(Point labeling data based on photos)
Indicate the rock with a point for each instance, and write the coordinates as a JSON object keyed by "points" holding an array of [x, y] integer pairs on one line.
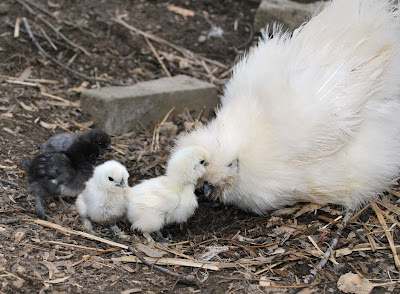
{"points": [[119, 110], [288, 13]]}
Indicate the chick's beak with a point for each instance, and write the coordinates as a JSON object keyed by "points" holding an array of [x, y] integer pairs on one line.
{"points": [[207, 188], [122, 184]]}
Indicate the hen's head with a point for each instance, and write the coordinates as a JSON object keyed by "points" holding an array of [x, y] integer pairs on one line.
{"points": [[187, 165], [111, 175], [222, 173]]}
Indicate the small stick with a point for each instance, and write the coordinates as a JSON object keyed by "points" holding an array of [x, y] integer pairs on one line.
{"points": [[394, 193], [187, 279], [16, 121], [39, 36], [183, 50], [22, 83], [47, 55], [11, 221], [335, 240], [8, 182], [157, 57], [311, 277], [388, 235]]}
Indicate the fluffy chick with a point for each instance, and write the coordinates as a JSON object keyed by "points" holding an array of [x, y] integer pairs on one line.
{"points": [[62, 142], [61, 173], [167, 199], [103, 201], [312, 116]]}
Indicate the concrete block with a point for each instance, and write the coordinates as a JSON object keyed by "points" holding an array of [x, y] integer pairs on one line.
{"points": [[119, 110], [288, 13]]}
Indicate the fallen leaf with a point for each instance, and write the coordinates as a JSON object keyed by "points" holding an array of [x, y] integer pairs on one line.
{"points": [[150, 252], [9, 131], [310, 207], [133, 290], [48, 125], [31, 108], [181, 11], [57, 281], [77, 89], [51, 267], [343, 252], [286, 211], [25, 74], [18, 236], [352, 283], [265, 282]]}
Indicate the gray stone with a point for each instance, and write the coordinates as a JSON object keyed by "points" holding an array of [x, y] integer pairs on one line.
{"points": [[288, 13], [119, 110], [4, 8]]}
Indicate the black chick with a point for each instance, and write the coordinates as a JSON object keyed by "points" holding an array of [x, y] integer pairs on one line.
{"points": [[62, 142], [61, 173]]}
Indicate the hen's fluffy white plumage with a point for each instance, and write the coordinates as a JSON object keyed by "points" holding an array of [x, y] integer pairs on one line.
{"points": [[104, 199], [167, 199], [311, 117]]}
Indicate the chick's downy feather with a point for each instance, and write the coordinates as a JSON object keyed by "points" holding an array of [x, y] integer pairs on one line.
{"points": [[62, 142], [103, 201], [313, 116], [167, 199], [61, 173]]}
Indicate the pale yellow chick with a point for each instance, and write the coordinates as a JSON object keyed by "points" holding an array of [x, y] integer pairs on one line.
{"points": [[167, 199], [104, 199]]}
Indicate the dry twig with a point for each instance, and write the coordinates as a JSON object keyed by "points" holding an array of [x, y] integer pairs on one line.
{"points": [[187, 279], [47, 55]]}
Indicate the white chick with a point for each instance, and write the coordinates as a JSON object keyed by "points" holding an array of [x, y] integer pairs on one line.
{"points": [[167, 199], [104, 199], [313, 116]]}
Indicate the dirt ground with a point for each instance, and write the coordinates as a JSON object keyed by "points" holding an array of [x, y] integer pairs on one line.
{"points": [[246, 253]]}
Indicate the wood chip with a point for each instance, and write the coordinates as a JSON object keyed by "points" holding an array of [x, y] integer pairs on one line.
{"points": [[214, 266], [352, 283]]}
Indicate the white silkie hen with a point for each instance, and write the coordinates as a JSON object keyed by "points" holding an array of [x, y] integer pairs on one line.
{"points": [[167, 199], [104, 199], [311, 117]]}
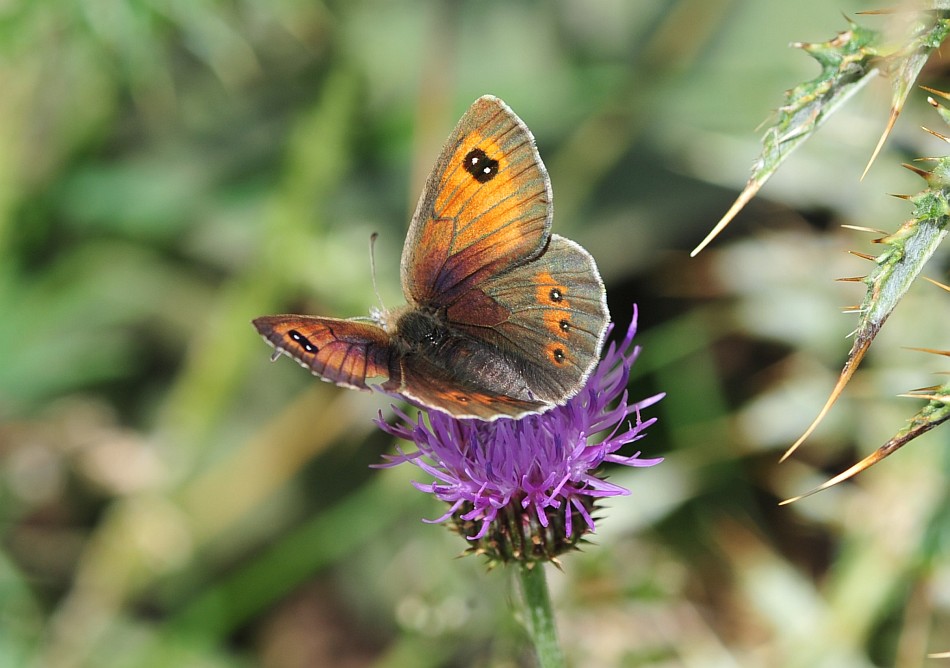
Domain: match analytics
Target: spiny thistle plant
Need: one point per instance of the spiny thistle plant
(848, 62)
(525, 491)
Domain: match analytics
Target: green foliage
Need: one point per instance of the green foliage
(169, 171)
(848, 61)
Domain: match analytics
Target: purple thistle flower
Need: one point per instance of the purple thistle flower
(525, 489)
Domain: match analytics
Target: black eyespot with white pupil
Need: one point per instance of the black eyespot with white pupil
(303, 341)
(480, 166)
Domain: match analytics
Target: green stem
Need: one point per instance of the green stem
(539, 616)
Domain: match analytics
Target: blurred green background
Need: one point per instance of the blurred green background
(171, 169)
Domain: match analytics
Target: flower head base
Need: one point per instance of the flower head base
(524, 490)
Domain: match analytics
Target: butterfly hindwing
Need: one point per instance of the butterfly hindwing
(345, 352)
(556, 318)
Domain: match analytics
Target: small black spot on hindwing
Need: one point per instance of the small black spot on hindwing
(480, 166)
(303, 341)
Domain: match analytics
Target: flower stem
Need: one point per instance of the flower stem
(539, 616)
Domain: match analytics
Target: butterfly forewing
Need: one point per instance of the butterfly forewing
(504, 318)
(344, 352)
(485, 208)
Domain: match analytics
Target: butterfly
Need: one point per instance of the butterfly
(504, 319)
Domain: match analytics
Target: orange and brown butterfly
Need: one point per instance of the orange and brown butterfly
(503, 319)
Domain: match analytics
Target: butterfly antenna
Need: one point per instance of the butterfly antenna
(372, 266)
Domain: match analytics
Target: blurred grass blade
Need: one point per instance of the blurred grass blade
(847, 63)
(934, 413)
(903, 66)
(908, 250)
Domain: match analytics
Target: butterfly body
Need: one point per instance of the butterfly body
(503, 318)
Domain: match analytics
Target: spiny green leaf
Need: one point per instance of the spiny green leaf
(908, 250)
(847, 63)
(903, 66)
(934, 413)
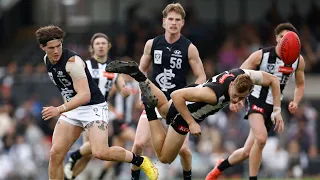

Task brief.
Gather every line of the entries above that contains the string "leaf". Matches must have the same case.

Finished answer.
Indicate the fallen leaf with a point for each instance, and write the coordinates as a JSON object keyed by "points" holding an array of [x, y] integer pairs on one line.
Target: spiny green leaf
Need: one point per instance of the spiny green leaf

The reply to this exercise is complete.